<<<<
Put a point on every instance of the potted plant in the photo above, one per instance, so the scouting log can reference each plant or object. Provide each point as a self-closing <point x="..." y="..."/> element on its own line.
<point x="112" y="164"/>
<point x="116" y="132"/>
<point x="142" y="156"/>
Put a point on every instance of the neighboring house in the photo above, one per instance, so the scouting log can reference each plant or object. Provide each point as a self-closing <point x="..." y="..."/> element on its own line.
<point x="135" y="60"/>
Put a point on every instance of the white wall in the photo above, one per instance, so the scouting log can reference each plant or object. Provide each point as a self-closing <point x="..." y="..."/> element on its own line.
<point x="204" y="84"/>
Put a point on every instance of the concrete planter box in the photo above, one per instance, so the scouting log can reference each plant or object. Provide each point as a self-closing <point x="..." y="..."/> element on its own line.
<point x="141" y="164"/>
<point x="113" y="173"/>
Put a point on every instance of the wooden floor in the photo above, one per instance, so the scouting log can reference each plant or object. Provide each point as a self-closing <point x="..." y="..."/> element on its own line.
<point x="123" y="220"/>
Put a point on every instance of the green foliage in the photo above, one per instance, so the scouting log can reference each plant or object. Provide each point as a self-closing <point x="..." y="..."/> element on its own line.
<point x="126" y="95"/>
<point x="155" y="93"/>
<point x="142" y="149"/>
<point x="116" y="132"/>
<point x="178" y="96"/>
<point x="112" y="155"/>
>>>>
Work request:
Give back exactly the lines from the one that contains "Put a point on every instance of the wooden" to the end of the material, both ends kept, and no other line.

Exercise result:
Put a point on every instance of the wooden floor in the photo above, one per instance, so the scouting log can reference each plant or object. Provide each point as a self-closing <point x="..." y="..."/> element on its own line.
<point x="123" y="220"/>
Put a point on every instance of the green foliage in the photo above, one per instance, so the scouting log can reference each plant or object. Provide each point as a self-closing <point x="..." y="..."/> element on its own line.
<point x="126" y="95"/>
<point x="155" y="93"/>
<point x="142" y="149"/>
<point x="116" y="132"/>
<point x="178" y="96"/>
<point x="112" y="155"/>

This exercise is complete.